[start]

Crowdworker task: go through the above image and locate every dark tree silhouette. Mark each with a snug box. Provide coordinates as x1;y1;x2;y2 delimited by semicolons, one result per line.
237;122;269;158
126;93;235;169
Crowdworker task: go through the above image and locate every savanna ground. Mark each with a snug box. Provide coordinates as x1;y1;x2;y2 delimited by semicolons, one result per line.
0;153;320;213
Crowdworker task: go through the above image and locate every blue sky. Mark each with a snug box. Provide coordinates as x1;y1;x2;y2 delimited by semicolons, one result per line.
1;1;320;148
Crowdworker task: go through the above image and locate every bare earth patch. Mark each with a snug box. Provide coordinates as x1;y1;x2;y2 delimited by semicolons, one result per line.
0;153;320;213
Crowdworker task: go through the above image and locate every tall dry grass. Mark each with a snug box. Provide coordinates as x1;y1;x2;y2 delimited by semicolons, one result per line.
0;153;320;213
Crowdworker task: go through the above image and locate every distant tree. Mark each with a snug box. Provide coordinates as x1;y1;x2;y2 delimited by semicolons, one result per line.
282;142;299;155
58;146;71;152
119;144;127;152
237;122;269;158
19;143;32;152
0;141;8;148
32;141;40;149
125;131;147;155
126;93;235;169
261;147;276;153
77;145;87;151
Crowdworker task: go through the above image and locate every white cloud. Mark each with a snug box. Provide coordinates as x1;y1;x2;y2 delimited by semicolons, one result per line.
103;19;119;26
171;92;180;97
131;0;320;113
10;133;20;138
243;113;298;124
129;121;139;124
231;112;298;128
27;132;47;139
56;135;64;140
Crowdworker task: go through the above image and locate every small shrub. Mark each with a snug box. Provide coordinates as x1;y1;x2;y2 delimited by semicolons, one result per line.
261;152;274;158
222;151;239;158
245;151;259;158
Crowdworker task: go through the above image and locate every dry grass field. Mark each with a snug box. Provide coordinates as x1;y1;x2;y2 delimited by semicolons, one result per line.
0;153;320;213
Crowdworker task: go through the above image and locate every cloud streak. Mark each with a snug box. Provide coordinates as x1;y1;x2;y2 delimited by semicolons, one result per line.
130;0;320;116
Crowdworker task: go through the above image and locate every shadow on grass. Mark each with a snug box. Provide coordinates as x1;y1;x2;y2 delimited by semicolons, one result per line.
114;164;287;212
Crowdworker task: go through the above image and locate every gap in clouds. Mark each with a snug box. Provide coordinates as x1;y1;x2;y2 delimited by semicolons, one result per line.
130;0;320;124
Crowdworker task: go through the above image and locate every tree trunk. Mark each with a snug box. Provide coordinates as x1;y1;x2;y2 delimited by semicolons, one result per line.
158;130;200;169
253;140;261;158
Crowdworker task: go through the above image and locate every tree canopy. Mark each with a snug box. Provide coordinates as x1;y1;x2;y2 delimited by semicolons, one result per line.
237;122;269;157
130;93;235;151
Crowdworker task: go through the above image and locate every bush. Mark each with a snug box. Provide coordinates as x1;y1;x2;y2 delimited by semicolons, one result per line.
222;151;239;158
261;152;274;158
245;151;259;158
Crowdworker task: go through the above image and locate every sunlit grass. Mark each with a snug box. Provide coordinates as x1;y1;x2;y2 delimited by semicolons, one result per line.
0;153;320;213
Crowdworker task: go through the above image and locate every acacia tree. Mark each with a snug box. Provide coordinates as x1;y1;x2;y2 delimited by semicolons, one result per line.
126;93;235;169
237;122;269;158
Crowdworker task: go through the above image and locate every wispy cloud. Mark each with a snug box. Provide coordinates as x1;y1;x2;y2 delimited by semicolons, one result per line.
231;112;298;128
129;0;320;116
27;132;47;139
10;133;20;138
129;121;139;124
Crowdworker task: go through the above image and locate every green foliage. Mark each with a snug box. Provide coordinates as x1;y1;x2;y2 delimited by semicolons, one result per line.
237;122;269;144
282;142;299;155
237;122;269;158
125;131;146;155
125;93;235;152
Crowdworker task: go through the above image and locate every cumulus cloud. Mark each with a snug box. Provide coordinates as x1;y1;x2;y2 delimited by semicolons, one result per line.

[end]

GOAL:
Format every line of the listing above as a JSON list of strings, one string per line, leaving out any blank lines.

OUTPUT BELOW:
[
  "Crowdworker task: go through the above image and locate every dark tree silhouette. Mark each with a snug box. Provide coordinates as x1;y1;x2;y2 delimited by semicolons, one result per line.",
  "237;122;269;158",
  "126;93;235;169",
  "Crowdworker task: go through the above image and locate every savanna ground. Mark each with a snug box. Provide coordinates as x1;y1;x2;y2 delimited by semicolons, one result per line.",
  "0;153;320;213",
  "Crowdworker task: go through the above image and locate every blue sky. Mark each with a snug box. Provide coordinates as x1;y1;x2;y2 delimited by semicolons, one result per line.",
  "1;1;320;148",
  "Crowdworker task: go through the above image and locate every bare earth patch. Mark each with a snug box. Provide coordinates as x1;y1;x2;y2 delimited by semicolons, one result per line.",
  "0;153;320;213",
  "Crowdworker task: go through the above image and locate every tall dry grass. Mark each with a snug box. Provide coordinates as x1;y1;x2;y2 delimited by semicolons, one result per line.",
  "0;153;320;213",
  "Crowdworker task: go through the above image and locate every distant tree. Mark each with a snug box. Provide coordinates as x1;y1;x2;y2 delimited by semicolons, one result per line.",
  "282;142;299;155",
  "58;146;71;152",
  "119;144;127;152",
  "237;122;269;158",
  "19;143;32;152",
  "0;141;8;148",
  "32;141;40;149",
  "125;131;147;155",
  "126;93;235;169",
  "261;147;276;153",
  "77;145;87;151",
  "Crowdworker task: go through the above image and locate every white cloud. Mark each with a snug box. Provide coordinates as x1;y1;x2;y2 delimited by semicolons, one result per line.",
  "103;19;119;26",
  "171;92;180;97",
  "131;0;320;113",
  "10;133;20;138",
  "243;113;298;124",
  "129;121;139;124",
  "231;112;298;128",
  "27;132;47;139",
  "56;135;64;140",
  "Crowdworker task: go through the above image and locate every small shrub. Mark each with a snug box. Provide coordinates as x1;y1;x2;y2 delimited by semicolons, one result per line.",
  "261;152;274;158",
  "222;151;239;158",
  "245;151;259;158",
  "Crowdworker task: go through the above image and locate every dry grass field. Mark each with a snug box. Provide coordinates as x1;y1;x2;y2 delimited by semicolons, one result per line.",
  "0;153;320;213",
  "Crowdworker task: go through the above image and locate every cloud streak. Mark each with a snug box. Provide coordinates as x1;y1;x2;y2 delimited by semicolons, one result per line.",
  "130;0;320;116",
  "Crowdworker task: go through the above image and locate every shadow on grass. Mark each with a snug box. Provide coordinates as x1;y1;x2;y2 delimited by semicolons, one result per line.",
  "114;164;287;212",
  "Crowdworker task: go through the above image and locate every gap in clouds. Mark each with a snug box. Provide coordinates as x1;y1;x2;y2 delimited by semicolons, one result per line.",
  "130;0;320;124",
  "Crowdworker task: go through the above image and locate every tree trunk. Mark each with a snug box. Provide coordinates as x1;y1;x2;y2 delimited by semicolons, one result per line.",
  "158;130;200;169",
  "253;140;261;158",
  "Crowdworker task: go through the above image and locate every tree canopy. Mark each with a snug box. Provide coordinates as x1;y1;x2;y2 delimited by semicolons, one result per line.",
  "237;122;269;157",
  "130;93;235;151",
  "Crowdworker task: go through the above image and locate every bush. Mark each with a snug box. Provide coordinates as x1;y1;x2;y2 delimited by semicolons, one result per line.",
  "222;151;239;158",
  "261;152;274;158",
  "245;151;259;158",
  "Crowdworker task: go through the above image and locate every sunlit grass. Mark each with a snug box. Provide coordinates as x1;y1;x2;y2 delimited by semicolons, one result per line.",
  "0;153;320;213",
  "Crowdworker task: go through the above image and locate every acacia tree. Mark each with a snug box. Provide coordinates as x1;y1;x2;y2 delimited by semicolons, one result per line.",
  "126;93;235;169",
  "237;122;269;158",
  "Crowdworker task: go through the above image and locate every wispy cloud. Mark each with a snug box. Provide coordinates as x1;y1;x2;y2 delimited by semicolons, one result per line.",
  "231;112;298;128",
  "129;0;320;116",
  "27;132;47;139",
  "10;133;20;138",
  "129;121;139;124",
  "Crowdworker task: go through the above image and locate every green foliage. Mark each with a snug box. Provide coordinates as x1;y1;x2;y2 delimited by semicolons, one result per line.",
  "237;122;269;144",
  "282;142;299;155",
  "237;122;269;158",
  "125;131;146;155",
  "125;93;235;152",
  "Crowdworker task: go through the above image and locate every cumulus cloud. Mark each with a snug box. Provide coordinates as x1;y1;x2;y2 delimited by semicolons, one result per line."
]